**TASK SET:**
(1) Answer these questions using the passage on student drug use below, labeling each answer (a), (b) or (c):
(a) How many cases of sexual violence due to alcohol and drug abuse were recorded in 2012?
(b) What data collection technique did the study use?
(c) How many finalist students were selected, and how many of them were boys and how many were girls?
(2) Please decide whether each statement agrees with the passage on student drug use below. Answer yes or no for (a), (b) and (c), and quote the deciding words from the passage for each.
(a) The study was conducted in the city of Kananga.
(b) Participants were chosen through random probability sampling.
(c) The most frequent drugs consumed by students are tobacco and alcohol.

The studies carried out so far by the National Program for the Fight Against Drug Addiction and Toxic Substances (PNLT) with the support of its partners, 3% of Congolese children aged 10 to 19 are poly-drug addicts and 11% with violent behavior. According to the Ministry of Gender, Family and Child (year), 15,654 cases of sexual violence due to alcohol and drug abuse were recorded in 2012, an increase of 52% compared to 2011, of which 98% were against women. The average age varies between 12 and 17 years [10] .

Thus, in Kasai Central, drug use remains a main cause of serious crime and death. In most of our schools, many students, due to the influence of the environment, consume drugs and the most frequent are tobacco and alcohol, which are sold even in the vicinity of the schools.

Our study, like others, shows how important it is today to take an interest, more than has been done until now, in alcohol consumption behavior among children and young adolescents. Only the understanding of the perception and representation that adolescents have of drug consumption can allow the development and implementation of effective strategies for the fight against this scourge. The present study aims to understand the perception and the representation of the pupils of the Pedagogical Institute of Kele Kele on the consumption of drugs.

2. Material and Method

2.1. Type and Framework of the Study

We conducted a descriptive qualitative study of the phenomenological type in order to explore the perception and representation of finalist students on drug use. The study is conducted at the Kele Kele Pedagogical Institute, in the city of Kananga, Kasai Central Province, in the Democratic Republic of Congo.

2.2. Target Population and Sampling

As part of our research, the target population is made up of all finalist students at the Kele Kele Pedagogical Institute. We used non-probability purposive sampling, that is to say, we selected the participants according to the needs of the study. These units were selected on the basis of this characteristic of drug users, which could provide the possibility of having precise information on the phenomenon. Amuli Jiwe and Ngoma Mandevo (2012), consider the purposive sample as one which is made up of units that are within the reach of the researcher [11] . Our sample size was built up gradually during field data collection. A total of 38 finalist students including 26 boys and 12 girls were selected for this study.

2.3. Data Collection Technique and Instruments

The face-to-face semi-structured interview technique is the one we used to collect the data, using an individual guide composed of open-ended questions allowing respondents to express their perception and representation in their own terms. While respecting the principle of informed consent, the information delivered during the interview was recorded on our telephone and memory card followed by the transcription on paper with a view to analyzing the content. During data collection, we reached data saturation with 38 finalist students.

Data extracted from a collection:
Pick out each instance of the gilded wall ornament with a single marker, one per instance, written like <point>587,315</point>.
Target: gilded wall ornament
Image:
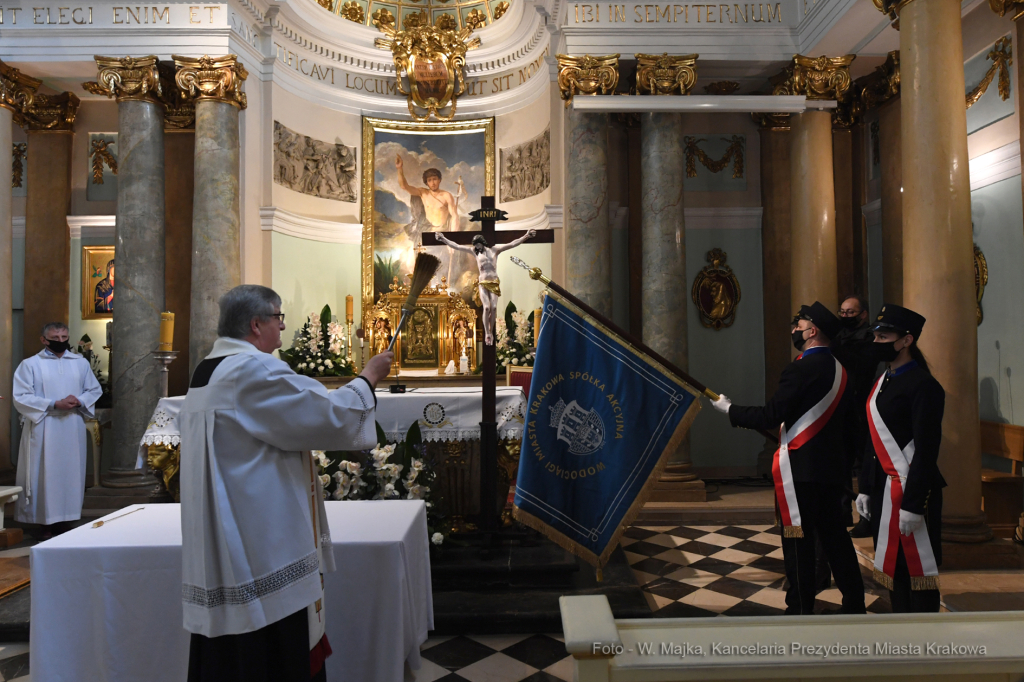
<point>52,112</point>
<point>1000,56</point>
<point>353,11</point>
<point>127,78</point>
<point>980,280</point>
<point>587,75</point>
<point>883,84</point>
<point>664,75</point>
<point>217,79</point>
<point>101,156</point>
<point>16,90</point>
<point>432,61</point>
<point>716,292</point>
<point>734,153</point>
<point>313,167</point>
<point>816,78</point>
<point>525,168</point>
<point>19,151</point>
<point>721,88</point>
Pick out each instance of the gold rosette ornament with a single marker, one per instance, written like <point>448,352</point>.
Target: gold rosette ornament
<point>431,59</point>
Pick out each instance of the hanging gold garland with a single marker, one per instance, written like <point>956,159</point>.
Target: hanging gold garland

**RESPONSES:**
(1)
(a) 15,654 cases.
(b) The face-to-face semi-structured interview.
(c) 38 finalist students: 26 boys and 12 girls.

(2)
(a) Yes: "in the city of Kananga, Kasai Central Province"
(b) No: "We used non-probability purposive sampling"
(c) Yes: "the most frequent are tobacco and alcohol"